Reproduce verbatim the lines of the data that run from the one containing "the soldier's arm" down to the one containing "x=642 y=485", including both of those lines.

A block of data:

"""

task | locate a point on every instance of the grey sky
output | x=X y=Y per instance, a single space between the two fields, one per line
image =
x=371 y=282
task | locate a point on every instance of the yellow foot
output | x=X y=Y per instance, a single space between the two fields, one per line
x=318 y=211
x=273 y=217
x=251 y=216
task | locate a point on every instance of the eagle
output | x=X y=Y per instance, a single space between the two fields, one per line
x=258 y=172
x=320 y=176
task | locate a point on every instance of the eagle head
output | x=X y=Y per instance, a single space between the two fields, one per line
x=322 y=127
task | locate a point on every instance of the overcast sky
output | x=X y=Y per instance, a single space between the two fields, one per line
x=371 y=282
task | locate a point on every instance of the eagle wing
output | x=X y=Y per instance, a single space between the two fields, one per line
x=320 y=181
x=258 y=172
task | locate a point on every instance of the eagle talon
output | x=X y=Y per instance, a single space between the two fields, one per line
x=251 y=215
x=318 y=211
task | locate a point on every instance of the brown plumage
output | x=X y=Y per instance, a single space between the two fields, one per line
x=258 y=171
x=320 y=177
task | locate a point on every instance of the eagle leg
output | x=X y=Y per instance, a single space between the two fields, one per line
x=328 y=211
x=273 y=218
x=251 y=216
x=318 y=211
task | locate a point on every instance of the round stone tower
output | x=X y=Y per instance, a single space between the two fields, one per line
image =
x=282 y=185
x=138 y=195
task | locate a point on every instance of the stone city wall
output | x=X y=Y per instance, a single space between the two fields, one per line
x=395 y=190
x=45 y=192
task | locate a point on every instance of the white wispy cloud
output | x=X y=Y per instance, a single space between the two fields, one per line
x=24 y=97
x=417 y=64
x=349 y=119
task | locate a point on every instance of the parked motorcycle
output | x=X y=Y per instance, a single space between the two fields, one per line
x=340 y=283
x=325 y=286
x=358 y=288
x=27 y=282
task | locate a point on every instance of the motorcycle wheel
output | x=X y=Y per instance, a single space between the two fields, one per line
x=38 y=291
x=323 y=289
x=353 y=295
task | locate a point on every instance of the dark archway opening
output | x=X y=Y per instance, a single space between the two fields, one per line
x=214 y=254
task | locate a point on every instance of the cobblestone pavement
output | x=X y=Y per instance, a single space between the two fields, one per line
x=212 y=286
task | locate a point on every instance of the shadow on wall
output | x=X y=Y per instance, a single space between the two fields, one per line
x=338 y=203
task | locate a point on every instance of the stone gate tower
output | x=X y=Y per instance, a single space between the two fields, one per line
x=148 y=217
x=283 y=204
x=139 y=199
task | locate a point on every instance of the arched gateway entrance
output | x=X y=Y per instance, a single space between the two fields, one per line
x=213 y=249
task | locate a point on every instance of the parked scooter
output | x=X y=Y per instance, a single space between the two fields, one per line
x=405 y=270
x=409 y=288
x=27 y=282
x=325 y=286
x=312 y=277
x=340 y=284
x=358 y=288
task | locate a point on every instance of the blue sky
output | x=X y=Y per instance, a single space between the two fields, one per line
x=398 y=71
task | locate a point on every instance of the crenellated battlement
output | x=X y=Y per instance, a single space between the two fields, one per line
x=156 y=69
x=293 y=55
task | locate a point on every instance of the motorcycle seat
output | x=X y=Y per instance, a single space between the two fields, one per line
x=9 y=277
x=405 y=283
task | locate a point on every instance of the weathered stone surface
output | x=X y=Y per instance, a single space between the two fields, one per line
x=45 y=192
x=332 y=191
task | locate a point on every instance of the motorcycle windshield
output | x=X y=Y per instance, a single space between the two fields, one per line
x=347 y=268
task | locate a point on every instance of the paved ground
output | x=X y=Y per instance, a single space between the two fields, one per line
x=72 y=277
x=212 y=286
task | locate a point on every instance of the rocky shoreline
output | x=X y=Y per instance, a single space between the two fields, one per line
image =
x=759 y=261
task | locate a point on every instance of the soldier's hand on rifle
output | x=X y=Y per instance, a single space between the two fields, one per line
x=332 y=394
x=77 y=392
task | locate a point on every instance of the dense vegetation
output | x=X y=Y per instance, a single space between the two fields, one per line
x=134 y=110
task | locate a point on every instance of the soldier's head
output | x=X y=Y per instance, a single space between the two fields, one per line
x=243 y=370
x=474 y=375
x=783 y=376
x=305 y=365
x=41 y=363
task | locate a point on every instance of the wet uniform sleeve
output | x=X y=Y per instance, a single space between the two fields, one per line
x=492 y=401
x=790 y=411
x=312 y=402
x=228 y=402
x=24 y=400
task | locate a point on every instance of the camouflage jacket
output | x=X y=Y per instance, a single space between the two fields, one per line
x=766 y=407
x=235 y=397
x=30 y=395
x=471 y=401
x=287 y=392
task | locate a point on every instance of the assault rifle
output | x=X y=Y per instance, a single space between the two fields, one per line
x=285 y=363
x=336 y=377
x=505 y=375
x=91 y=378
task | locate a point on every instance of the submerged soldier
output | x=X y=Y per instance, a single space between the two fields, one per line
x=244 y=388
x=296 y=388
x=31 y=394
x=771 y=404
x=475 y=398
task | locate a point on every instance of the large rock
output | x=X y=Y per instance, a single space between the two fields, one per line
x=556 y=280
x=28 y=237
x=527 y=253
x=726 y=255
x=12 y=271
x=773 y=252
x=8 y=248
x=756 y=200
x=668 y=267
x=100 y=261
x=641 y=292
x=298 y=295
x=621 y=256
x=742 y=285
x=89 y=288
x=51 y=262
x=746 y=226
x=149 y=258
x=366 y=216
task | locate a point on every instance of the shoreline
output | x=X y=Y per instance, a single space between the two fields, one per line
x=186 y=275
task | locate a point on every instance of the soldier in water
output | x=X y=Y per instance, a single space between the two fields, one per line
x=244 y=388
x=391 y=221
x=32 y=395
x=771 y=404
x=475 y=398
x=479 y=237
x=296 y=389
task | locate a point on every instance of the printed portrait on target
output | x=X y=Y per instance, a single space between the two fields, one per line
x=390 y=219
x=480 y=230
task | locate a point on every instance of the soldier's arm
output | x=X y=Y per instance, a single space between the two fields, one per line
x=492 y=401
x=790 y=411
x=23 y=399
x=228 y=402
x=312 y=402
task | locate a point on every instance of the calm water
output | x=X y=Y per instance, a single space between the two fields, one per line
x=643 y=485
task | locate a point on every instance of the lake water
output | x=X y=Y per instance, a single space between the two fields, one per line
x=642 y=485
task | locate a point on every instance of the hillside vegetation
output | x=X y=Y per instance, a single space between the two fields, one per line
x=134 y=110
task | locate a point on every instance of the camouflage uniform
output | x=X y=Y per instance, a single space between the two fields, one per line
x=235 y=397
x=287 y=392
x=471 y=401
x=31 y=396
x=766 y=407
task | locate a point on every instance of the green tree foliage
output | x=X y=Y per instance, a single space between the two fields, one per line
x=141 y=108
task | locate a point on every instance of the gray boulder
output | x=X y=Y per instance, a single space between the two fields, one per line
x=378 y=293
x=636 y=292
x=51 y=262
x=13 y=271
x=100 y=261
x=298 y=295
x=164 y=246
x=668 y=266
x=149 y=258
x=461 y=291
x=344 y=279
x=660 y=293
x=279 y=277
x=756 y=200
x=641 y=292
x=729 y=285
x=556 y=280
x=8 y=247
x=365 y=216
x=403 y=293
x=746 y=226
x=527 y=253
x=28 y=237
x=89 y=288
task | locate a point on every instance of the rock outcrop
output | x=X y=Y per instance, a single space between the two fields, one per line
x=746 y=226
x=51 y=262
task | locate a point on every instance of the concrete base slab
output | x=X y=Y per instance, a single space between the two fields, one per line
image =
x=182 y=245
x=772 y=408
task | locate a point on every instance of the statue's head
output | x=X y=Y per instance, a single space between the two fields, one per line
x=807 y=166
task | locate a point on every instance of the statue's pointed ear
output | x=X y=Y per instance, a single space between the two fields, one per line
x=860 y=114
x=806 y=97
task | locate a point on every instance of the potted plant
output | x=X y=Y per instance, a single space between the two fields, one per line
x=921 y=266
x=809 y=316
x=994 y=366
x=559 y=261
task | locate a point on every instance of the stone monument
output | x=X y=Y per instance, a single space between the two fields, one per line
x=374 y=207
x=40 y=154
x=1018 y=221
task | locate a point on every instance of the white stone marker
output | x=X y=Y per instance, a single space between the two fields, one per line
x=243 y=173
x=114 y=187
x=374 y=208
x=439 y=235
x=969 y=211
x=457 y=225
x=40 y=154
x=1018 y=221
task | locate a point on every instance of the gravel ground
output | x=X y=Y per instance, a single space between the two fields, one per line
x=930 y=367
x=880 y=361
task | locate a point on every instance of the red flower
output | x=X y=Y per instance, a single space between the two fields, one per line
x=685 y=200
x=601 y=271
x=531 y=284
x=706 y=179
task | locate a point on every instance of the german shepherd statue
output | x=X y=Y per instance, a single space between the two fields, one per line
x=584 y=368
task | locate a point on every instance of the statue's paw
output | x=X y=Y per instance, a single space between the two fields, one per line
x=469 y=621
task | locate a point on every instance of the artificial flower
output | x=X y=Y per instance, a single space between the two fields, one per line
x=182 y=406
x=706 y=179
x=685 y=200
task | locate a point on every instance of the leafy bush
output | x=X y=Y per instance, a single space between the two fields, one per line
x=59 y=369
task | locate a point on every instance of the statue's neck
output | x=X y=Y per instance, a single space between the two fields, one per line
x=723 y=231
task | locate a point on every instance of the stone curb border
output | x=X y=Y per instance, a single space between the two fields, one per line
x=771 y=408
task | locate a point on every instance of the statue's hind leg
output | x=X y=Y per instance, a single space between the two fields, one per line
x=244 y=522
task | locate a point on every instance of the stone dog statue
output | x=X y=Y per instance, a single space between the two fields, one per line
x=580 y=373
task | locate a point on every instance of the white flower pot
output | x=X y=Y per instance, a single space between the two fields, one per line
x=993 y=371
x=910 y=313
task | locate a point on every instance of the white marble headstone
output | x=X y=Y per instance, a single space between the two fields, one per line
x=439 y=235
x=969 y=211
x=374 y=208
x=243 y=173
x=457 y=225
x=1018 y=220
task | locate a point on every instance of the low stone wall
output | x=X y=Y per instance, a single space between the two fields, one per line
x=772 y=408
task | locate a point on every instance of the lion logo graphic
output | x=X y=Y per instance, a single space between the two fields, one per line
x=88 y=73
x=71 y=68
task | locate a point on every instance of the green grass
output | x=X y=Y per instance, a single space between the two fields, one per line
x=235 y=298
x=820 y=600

"""

Exercise response:
task | locate a point on every instance of the soldier's arm
output | x=X y=Y per instance, a single space between the two fields, one per line
x=492 y=401
x=790 y=411
x=23 y=399
x=228 y=402
x=312 y=402
task | locate a point on every instance of the calm water
output | x=X y=Y per instance, a single space between the two fields, one per line
x=643 y=485
task | locate a point on every instance of the lake water
output | x=X y=Y per instance, a single space between the two fields, one per line
x=642 y=485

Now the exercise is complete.